(DATA PROVIDED)

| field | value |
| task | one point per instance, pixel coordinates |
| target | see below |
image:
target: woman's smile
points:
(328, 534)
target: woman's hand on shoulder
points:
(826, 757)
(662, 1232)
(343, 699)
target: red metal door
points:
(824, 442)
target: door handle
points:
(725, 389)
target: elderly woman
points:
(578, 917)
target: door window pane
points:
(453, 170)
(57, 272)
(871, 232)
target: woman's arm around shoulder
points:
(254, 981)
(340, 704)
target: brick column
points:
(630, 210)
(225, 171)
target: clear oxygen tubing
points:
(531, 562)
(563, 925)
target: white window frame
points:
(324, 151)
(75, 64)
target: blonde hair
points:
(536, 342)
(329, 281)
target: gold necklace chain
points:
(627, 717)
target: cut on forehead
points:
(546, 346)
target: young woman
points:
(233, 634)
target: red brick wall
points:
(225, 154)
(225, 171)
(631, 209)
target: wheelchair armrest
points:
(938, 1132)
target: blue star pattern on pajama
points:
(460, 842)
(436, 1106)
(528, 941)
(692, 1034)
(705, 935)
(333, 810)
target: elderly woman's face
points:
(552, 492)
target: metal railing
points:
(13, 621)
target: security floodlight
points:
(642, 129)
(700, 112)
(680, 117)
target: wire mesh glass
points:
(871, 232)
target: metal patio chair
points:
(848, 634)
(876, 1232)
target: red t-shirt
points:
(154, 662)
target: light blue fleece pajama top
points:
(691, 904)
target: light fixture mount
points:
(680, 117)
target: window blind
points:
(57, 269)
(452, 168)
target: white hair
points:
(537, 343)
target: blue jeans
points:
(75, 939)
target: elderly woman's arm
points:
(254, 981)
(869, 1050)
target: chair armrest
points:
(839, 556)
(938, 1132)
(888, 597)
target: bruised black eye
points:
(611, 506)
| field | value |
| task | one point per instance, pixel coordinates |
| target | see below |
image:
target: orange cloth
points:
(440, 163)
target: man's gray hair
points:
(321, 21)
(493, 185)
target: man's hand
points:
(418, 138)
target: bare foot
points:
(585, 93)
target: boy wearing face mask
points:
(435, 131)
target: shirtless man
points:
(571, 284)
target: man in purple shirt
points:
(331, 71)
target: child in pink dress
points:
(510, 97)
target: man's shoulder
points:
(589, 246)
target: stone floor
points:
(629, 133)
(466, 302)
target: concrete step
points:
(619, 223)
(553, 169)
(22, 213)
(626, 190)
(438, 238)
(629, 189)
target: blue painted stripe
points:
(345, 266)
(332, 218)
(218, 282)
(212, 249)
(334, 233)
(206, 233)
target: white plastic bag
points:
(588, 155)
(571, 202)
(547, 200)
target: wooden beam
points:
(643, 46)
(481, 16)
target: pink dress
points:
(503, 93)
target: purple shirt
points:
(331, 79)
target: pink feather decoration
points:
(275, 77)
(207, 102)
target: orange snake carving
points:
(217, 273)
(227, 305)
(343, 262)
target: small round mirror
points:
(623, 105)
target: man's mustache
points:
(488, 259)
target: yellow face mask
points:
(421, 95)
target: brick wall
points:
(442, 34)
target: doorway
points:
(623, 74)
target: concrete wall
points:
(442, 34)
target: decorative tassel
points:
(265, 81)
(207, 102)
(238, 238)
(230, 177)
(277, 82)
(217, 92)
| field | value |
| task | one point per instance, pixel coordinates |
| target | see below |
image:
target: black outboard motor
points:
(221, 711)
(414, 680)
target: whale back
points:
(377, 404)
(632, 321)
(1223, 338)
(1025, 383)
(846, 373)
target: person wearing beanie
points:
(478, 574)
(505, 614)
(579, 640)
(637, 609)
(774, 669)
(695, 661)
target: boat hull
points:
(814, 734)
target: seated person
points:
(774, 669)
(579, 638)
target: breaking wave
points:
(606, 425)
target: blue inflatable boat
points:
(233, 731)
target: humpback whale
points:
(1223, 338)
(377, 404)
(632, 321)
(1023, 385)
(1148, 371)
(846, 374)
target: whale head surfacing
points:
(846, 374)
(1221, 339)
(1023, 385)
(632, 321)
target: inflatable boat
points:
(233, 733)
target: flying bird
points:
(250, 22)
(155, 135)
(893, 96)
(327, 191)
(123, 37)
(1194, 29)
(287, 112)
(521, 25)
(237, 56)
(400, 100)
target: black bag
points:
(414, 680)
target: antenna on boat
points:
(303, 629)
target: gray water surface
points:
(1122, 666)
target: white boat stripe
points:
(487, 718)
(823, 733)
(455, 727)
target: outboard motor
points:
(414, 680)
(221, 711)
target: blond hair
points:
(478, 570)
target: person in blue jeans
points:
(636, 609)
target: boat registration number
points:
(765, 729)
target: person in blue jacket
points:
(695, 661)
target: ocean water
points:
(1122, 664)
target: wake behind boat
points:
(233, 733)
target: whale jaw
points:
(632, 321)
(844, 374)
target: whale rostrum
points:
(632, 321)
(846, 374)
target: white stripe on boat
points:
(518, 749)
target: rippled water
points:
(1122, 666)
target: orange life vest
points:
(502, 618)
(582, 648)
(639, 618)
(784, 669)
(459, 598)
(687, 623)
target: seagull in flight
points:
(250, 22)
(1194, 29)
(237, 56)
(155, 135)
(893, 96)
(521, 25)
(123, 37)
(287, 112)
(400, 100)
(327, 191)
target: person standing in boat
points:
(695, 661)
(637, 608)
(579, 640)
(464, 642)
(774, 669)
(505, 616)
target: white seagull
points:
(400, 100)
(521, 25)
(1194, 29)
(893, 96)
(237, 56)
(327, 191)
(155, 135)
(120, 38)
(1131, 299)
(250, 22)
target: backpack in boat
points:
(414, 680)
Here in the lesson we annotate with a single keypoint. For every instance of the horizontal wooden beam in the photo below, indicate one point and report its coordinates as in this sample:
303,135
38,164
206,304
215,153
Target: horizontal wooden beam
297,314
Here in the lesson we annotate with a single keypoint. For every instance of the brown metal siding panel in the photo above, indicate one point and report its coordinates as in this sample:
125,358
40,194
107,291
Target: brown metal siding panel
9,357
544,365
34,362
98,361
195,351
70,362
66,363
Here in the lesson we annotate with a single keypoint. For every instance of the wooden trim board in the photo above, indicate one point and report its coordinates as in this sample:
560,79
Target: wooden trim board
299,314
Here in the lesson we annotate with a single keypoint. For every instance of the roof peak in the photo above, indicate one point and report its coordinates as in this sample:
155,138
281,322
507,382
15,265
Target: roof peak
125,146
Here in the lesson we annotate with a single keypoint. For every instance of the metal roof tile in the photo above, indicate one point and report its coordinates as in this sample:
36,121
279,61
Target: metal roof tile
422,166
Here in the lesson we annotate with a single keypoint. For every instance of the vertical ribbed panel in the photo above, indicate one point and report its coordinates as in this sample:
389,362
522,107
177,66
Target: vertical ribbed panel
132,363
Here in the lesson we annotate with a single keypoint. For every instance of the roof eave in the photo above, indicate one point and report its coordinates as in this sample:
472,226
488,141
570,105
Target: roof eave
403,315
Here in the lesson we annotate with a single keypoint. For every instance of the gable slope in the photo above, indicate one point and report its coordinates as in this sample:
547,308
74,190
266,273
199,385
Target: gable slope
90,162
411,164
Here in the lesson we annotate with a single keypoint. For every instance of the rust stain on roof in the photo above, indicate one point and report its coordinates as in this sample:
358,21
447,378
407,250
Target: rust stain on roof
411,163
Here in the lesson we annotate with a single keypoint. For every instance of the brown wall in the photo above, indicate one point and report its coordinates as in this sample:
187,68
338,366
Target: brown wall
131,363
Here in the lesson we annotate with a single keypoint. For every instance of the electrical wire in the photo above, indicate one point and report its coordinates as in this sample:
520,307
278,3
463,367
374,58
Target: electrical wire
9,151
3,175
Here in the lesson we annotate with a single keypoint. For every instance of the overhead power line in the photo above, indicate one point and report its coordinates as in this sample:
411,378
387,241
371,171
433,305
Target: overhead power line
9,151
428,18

(End DATA PROVIDED)

TRY IT>
Within the data, count the lines that hold the word "person". Answer with the figure and nothing more.

RESULT>
5